- Problems to work on:
a) Answer these questions using the XOR problem statement.
(i) What is the largest value the number of test cases T may take?
(ii) What does the sample output give for the test case with input 4?
(iii) According to the explanation, which number satisfies the conditions when X is 2?
b) Return the part of the XOR problem statement from "Given a number" to "usual addition symbol.", copied word for word.
c) Carry the XOR problem statement forward, beginning right after its final line.

- Selected passage:
— start —
Tag(s):

## Basic Programming, Bit manipulation, Easy

Problem
Editorial
Analytics

The problem is straight and simple.
Given a number $X$ ,find how many positive $A$ ( $A\gt 0)$ exists, such that
1. $A$ $\newcommand*\xor{\mathbin{\oplus}}$ $X$ =$A$ + $X$
2. $A$ $\lt$ $X$
Input:
The first line of the input will contain $T$ , the number of test-cases.
Next $T$ lines will contain integer $X$ .
Output:
For each test-case , output the answer in a separate line.

Constraints:

• $1 \le T \le 10^5$
• $1 \le X \le 10^7$
Note: $\newcommand*\xor{\mathbin{\oplus}}$ is the bitwise Exclusive-OR operator( XOR ). and + is the usual addition symbol.

SAMPLE INPUT
4
1
2
3
4

SAMPLE OUTPUT
0
1
0
3

Explanation

Explanation for 1st test case:
For $1$ there is no such number.
For 2nd case:
For $2$ we have only one such number $1$ $\newcommand*\xor{\mathbin{\oplus}}$ $2$ = $3$
For 3rd case:
For number $3$ we have no such number .
— end —
- Raw data:
— start —
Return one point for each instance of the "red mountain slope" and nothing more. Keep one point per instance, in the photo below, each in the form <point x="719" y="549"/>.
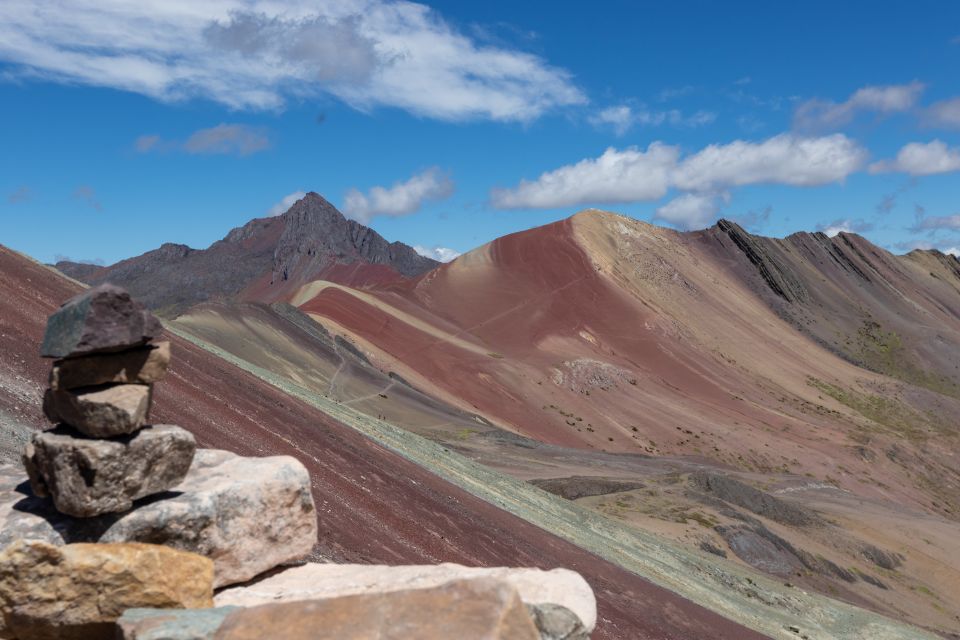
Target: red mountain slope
<point x="373" y="505"/>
— end —
- Answers:
a)
(i) 10^5
(ii) 3
(iii) 1

b)
Given a number $X$ ,find how many positive $A$ ( $A\gt 0)$ exists, such that
1. $A$ $\newcommand*\xor{\mathbin{\oplus}}$ $X$ =$A$ + $X$
2. $A$ $\lt$ $X$
Input:
The first line of the input will contain $T$ , the number of test-cases.
Next $T$ lines will contain integer $X$ .
Output:
For each test-case , output the answer in a separate line.

Constraints:

• $1 \le T \le 10^5$
• $1 \le X \le 10^7$
Note: $\newcommand*\xor{\mathbin{\oplus}}$ is the bitwise Exclusive-OR operator( XOR ). and + is the usual addition symbol.

c)
For 4th case:
For number $4$ we have $3$ $\oplus$ $4$ = $7$ , $2$ $\oplus$ $4$ = $6$ and $1$ $\oplus$ $4$ = $5$. Hence the answer is 3.

Time Limit: 1.0 sec(s) for each input file.
Memory Limit: 256 MB
Source Limit: 1024 KB
Marking Scheme: Marks are awarded when all the testcases pass.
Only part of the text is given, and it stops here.